Answer these about the post on politics, science and religion below:
(a) In which newspaper was the Sam Harris piece published?
(b) What position was Francis Collins nominated for?
(c) According to the post's author, what would an almighty god have put at the center of the Universe?

# Selected text:
☆ ☆ ☆

27 July 2009

Politics, Science & Religion

No doubt the three domains in the title are inter-related. Here is a piece by Sam Harris published in the New York Times on the nomination of Francis Collins to be the next director of National Institutes of Health. Harris' concluding paragraph sums up his worry and motivation of writing the article:
Francis Collins is an accomplished scientist and a man who is sincere in his beliefs. And that is precisely what makes me so uncomfortable about his nomination. Must we really entrust the future of biomedical research in the United States to a man who sincerely believes that a scientific understanding of human nature is impossible?

To me, it is interesting to learn how a Scientist may reconcile Science with god. Here is how Harris describes Collins' thought process:
Dr. Collins has written that science makes belief in God “intensely plausible” — the Big Bang, the fine-tuning of nature’s constants, the emergence of complex life, the effectiveness of mathematics, all suggest the existence of a “loving, logical and consistent” God....Dr. Collins ... insists that at some moment in the development of our species God inserted crucial components — including an immortal soul, free will, the moral law, spiritual hunger, genuine altruism, etc.

The difficulty for me is to reconcile the "loving, logical and consistent" claim of a Christian god who would be ready to suspend/disrupt the working logical and consistent order of the Universe to prayers in order to exhibit "loving". More importantly, if human is the purpose of the creation of the Universe - hence deserves the full attention of god - why Earth is NOT at the centre of the Universe. The almighty god would have created a Universe where Earth would be at the centre.

I share the concerns Harris has. This Collins would be put in a position of huge political power and tremendous among of resources. Would he be able to exercise judgement without bias due to his religious is questionable.

☆ ☆ ☆

# Supplied records:
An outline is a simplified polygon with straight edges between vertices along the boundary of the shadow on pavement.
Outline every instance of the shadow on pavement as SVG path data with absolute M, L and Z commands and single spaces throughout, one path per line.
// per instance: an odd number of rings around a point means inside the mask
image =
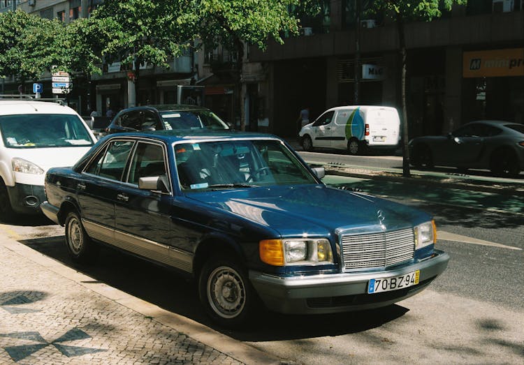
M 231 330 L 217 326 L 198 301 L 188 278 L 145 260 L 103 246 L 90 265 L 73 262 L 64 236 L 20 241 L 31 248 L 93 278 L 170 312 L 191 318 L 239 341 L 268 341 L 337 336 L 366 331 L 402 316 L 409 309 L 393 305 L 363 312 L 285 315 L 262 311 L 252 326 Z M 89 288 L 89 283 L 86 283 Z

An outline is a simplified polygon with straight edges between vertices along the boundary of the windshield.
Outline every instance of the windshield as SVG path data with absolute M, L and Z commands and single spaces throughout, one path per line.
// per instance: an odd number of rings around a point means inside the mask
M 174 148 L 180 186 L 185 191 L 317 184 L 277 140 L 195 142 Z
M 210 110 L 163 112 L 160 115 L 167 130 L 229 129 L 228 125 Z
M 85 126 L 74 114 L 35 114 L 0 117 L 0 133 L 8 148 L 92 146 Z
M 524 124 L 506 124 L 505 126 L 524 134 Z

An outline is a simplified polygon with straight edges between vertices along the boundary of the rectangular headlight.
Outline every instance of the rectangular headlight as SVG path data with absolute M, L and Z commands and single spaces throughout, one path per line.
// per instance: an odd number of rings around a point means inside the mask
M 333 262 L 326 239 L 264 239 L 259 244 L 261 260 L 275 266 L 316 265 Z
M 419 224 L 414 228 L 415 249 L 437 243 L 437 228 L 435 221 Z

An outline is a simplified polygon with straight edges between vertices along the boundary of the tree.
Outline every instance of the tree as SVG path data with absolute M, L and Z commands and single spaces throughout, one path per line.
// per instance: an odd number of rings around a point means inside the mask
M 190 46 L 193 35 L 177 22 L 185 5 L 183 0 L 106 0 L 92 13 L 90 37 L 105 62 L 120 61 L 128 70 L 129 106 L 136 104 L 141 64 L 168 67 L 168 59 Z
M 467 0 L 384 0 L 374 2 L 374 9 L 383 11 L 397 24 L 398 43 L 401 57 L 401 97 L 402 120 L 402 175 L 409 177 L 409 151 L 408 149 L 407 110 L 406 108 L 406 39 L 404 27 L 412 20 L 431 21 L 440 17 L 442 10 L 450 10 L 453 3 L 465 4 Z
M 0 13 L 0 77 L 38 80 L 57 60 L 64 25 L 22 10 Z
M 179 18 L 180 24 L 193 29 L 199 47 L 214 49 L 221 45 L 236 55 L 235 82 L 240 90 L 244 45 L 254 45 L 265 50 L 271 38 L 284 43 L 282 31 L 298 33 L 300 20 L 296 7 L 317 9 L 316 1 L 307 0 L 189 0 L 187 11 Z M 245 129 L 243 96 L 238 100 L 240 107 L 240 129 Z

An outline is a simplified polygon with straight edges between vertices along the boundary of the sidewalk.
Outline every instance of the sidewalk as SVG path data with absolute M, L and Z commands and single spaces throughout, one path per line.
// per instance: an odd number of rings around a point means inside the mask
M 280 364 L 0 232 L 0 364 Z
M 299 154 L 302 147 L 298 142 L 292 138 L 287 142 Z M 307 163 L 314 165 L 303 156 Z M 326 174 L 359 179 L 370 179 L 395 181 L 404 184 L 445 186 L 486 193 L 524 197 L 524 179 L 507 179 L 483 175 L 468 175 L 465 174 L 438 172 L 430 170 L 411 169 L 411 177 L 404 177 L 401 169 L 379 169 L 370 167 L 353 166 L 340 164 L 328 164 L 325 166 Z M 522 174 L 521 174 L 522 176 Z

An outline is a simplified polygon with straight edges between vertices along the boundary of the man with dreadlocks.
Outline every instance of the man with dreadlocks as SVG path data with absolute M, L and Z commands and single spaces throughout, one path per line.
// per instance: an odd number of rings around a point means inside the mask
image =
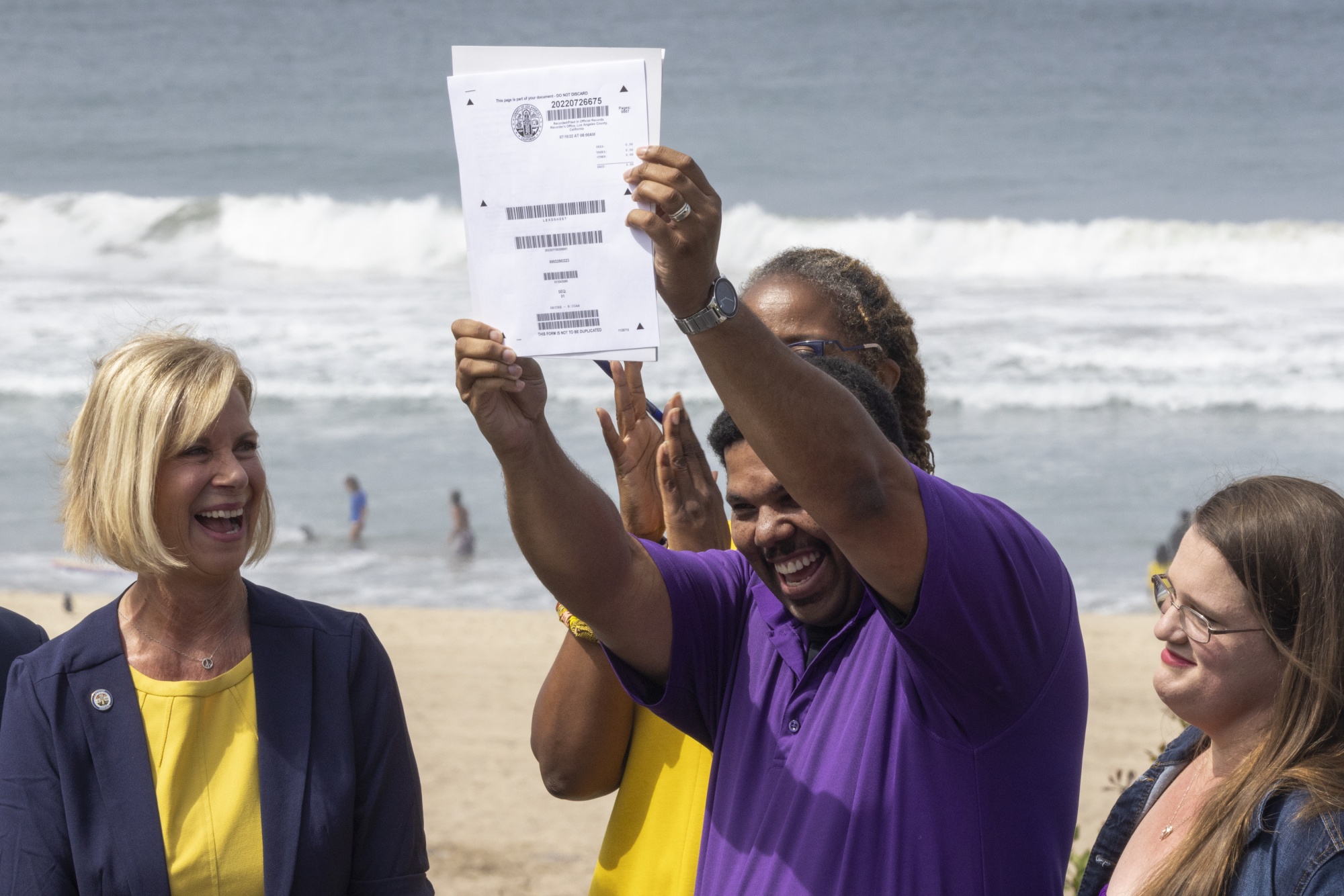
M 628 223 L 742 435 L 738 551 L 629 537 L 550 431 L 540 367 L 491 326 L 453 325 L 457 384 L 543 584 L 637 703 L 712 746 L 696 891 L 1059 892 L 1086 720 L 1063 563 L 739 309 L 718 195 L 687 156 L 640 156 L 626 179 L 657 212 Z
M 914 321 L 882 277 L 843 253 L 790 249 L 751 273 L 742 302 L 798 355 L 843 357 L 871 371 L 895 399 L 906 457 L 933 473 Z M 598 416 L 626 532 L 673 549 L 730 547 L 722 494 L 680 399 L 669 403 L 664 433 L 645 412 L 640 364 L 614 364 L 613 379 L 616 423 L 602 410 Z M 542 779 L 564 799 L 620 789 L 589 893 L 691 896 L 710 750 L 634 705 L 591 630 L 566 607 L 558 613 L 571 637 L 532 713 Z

☆ ☆ ☆

# Reply:
(a) The New York Times
(b) Director of the National Institutes of Health
(c) Earth